Alıntılanan Metin |
************

BERNA DOLMACI
Sisli Mavi / Misty Blue, 2022

Hurda kağıt üzerine, akrilik, kil, kahve, kına, çay, hibiskus, tohumlar/ acrylic, clay, coffee, henna, tea, hibiscus and seeds on waste paper, 450x450x110

Fotoğraf: Orhan Cem Çetin

TR

Deniz dalgalandıkça, dalgalar büyür;

Uzakta olanın bilinmezliğine,

…,Yaklaştıkça uzaklaşan

Uzaklaştıkça kaybolan,

Kaybolmaya dönük mavi.

************

Görev Yönergeleri |
**a)** Aşağıdaki ifadelerin alıntılanan metinle uyuşup uyuşmadığını belirtin. Her biri için evet ya da hayır yazın ve karara dayanak olan sözcükleri metinden aynen alıntılayın: (i) Eser 2022 yılına aittir. (ii) Eserde kullanılan malzemeler arasında kına vardır. (iii) Fotoğrafı Berna Dolmacı çekmiştir.
**b)** Alıntılanan metindeki "Deniz dalgalandıkça, dalgalar büyür;" cümlesini İngilizceye çevirin.

Kaynak Malzeme |
************

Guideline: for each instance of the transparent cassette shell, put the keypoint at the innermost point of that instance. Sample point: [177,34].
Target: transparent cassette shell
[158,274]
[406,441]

************

Görev Sonuçları |
**a)**
(i) Evet: "Sisli Mavi / Misty Blue, 2022"
(ii) Evet: "Hurda kağıt üzerine, akrilik, kil, kahve, kına, çay, hibiskus, tohumlar"
(iii) Hayır: "Fotoğraf: Orhan Cem Çetin"

**b)** As the sea ripples, the waves grow;